Challenge 1 = Report every line of the listing below that contains the word "helmet", copying each such line in full.

Supplied passage =
Heat’s season on brink, down 0-3 to Cavs in playoff series | Miami Herald

Miami Heat players react on the team bench while down to the Cleveland Cavaliers during the second half of Game 3 of the NBA Playoffs at Kaseya Center on April 26, 2025, in Miami. D.A. Varela [email protected]

The Miami Heat already made NBA history earlier this month. Now, the Heat needs to make more league history to avoid being eliminated in the first round of the playoffs for the second straight season.

After becoming the first 10th-place team in either conference to make the playoffs from the NBA’s play-in tournament by winning back-to-back elimination road games, the Heat now needs to become the first team in league history to rally from a 0-3 hole to win a best-of-seven playoff series. NBA teams that have dropped the first three games of a best-of-seven series have gone on to lose the series every time (0-158).

The Eastern Conference’s eighth-seeded Heat fell behind 0-3 in its first-round series against the East’s top-seeded Cleveland Cavaliers in humiliating fashion, dropping Game 3, 124-87, on Saturday afternoon at Kaseya Center. It marks the Heat’s most lopsided playoff loss in franchise history, surpassing a 36-point loss to the San Antonio Spurs in Game 3 of the 2013 NBA Finals on June 11, 2013.

“I told the guys in the locker room, we wanted to be here,” Heat guard Tyler Herro said after the Game 3 defeat. “We were the No. 10 seed, we had two play-in games to win on the road. We could have let go of the rope then, we could have lost one of those games. But we wanted this, we wanted to be in the playoffs.

“This is our reality right now. But like I told the guys, it’s not time to let go of the rope. We’re going to play until the final buzzer, whether that’s next game, Game 5, 6, 7 or another series after this. We just got to keep playing. That’s what we’re paid to do and that’s who we are as an organization. We want to compete and we’re not going out 4-0.”

The Heat hasn’t lost a season 0-4 many times before, as it has been swept in a best-of-seven playoff series just twice in franchise history — in the first round against the Chicago Bulls in 2007 and in the first round against the Milwaukee Bucks in 2021. Only one of those sweeps came after Erik Spoelstra became the Heat’s head coach prior to the 2008-09 season.

“Look, this is our third elimination game that we’ve played in 10 days,” Spoelstra said following Sunday’s practice, with the Heat looking to avoid being swept in Game 4 on Monday at Kaseya Center (7:30 p.m., TNT and FanDuel Sports Network Sun). “So we just went to work, working on solutions. We put ourselves out there to be in this series. We wanted to be in this series, we fought to be in this series and this is what happens with competition. They’re a good team and this game can be humbling.”

Just forcing a Game 7 after going down 0-3 in a series is rare.

Only four teams have done it, with the last time coming when the Boston Celtics dug themselves out of a 0-3 hole to force a Game 7 in the 2023 East finals against the Heat. But the Heat won Game 7 in Boston to avoid the historic collapse before falling to the Denver Nuggets in the 2023 NBA Finals.

“I’ve been part of a team that was up 3-0 and then in the blink of an eye, we were going into a Game 7,” Heat center and captain Bam Adebayo said, referring to that experience. “So obviously there’s still a chance. As captain, I’m going down swinging. I don’t care. We’re going to ride it until the wheels fall off.”

Challenge 2 = Continue the article above about the Heat's 0-3 deficit against the Cavaliers, starting after its final sentence.

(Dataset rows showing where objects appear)
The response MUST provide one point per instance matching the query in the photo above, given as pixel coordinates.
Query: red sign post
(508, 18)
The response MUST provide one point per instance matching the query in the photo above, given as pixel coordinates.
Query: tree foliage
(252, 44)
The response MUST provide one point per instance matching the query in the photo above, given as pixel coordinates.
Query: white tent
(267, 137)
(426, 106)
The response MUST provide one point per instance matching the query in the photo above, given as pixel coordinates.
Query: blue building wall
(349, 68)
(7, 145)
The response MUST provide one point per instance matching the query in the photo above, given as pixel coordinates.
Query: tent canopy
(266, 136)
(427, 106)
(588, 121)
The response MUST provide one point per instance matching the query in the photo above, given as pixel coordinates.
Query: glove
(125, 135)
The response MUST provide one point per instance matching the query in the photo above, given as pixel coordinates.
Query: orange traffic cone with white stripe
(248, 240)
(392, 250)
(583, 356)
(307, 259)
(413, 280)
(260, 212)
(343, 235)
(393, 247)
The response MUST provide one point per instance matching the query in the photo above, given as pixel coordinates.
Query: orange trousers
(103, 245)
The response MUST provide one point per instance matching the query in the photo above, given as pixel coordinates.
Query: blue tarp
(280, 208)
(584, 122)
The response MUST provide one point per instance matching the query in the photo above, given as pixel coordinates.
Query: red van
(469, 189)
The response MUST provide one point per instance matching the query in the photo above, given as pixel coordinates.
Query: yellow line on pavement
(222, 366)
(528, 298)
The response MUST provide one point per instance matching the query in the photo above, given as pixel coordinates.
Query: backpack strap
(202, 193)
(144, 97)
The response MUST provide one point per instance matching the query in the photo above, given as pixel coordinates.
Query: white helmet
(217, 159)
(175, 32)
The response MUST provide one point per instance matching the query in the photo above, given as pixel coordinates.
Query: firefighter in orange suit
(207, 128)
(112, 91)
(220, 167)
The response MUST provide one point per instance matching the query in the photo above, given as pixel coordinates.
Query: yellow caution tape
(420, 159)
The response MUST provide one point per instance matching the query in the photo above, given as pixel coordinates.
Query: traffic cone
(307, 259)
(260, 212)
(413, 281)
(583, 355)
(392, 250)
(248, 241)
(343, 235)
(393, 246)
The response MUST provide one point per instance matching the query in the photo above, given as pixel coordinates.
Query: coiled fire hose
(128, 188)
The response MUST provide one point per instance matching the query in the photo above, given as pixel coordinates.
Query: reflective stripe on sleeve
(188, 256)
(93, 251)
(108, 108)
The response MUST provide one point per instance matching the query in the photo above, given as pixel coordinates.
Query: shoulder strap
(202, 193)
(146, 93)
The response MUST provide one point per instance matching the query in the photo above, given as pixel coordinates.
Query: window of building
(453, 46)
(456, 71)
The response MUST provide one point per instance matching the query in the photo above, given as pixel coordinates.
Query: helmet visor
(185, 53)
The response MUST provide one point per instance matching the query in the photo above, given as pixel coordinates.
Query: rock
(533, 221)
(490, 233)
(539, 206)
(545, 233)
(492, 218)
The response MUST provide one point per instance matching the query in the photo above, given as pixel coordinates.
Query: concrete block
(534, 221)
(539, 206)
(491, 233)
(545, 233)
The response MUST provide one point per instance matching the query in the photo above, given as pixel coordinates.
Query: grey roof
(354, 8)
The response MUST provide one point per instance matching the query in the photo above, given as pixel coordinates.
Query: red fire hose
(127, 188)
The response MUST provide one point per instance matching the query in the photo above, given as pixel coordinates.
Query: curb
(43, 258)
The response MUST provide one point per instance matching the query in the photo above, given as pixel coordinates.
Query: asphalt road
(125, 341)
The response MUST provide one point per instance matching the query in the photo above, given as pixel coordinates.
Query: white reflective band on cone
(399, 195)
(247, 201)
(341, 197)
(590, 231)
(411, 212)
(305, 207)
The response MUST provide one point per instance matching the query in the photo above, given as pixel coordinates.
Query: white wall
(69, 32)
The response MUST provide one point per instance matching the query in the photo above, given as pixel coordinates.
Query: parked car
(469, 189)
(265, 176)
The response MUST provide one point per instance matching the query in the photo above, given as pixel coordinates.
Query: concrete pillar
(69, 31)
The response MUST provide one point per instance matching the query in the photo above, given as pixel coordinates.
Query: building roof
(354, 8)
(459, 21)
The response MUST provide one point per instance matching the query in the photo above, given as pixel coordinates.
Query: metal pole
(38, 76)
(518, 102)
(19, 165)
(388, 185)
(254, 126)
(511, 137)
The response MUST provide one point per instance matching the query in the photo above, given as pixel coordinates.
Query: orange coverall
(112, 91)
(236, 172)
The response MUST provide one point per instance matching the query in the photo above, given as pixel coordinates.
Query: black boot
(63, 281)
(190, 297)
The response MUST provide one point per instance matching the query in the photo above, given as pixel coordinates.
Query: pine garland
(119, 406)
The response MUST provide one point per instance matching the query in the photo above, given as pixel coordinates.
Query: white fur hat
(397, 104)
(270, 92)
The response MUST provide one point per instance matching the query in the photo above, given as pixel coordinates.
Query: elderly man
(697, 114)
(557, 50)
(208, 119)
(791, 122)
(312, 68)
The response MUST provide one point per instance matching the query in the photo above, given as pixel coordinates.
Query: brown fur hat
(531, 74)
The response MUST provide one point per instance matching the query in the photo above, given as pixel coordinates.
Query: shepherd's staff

Result 1 =
Query: white helmet
Query: helmet visor

Result 2 =
The Heat has been overmatched in this series, as it has now been outscored by an average of 22.3 points through the first three games. After all, the Cavaliers did finish 27 games ahead of the Heat in the East standings this regular season.

The Cavaliers, which posted the NBA’s best offensive rating this regular season, have had little trouble against the Heat’s defense. Cleveland has posted the league’s top offensive rating through the first week of the playoffs, as Miami’s two worst single-game defensive ratings of the season have come in this first-round series.

Making the Cavaliers’ Game 3 rout especially impressive is the fact that they did it without All-Star guard Darius Garland, who missed the contest because of a left big toe sprain and whose status for Game 4 is also in question because of the injury. Even without Garland, Cleveland totaled 60 paint points and threw down 11 dunks on Saturday.

“That’s not who we are defensively,” Spoelstra said. “We all have great respect for them as an offensive team. But we’re at our best when we’re taking away easy baskets. You saw some highly uncharacteristic things on our part. Pocket passes to no rotations to dunks or layups right at the rim without any kind of disruptiveness or physicality. So we have to bring all of those things, but it has to be with intention. There has to be thought behind it. We can’t just run around trying to hit people. But we have to have a level of physicality in the paint. When we’re at our best, we have that.”

Adversity is nothing new for this season’s Heat team, which dealt with Jimmy Butler’s ugly exit and then endured a 10-game losing skid in March before finding a way to make the playoffs for the sixth straight year.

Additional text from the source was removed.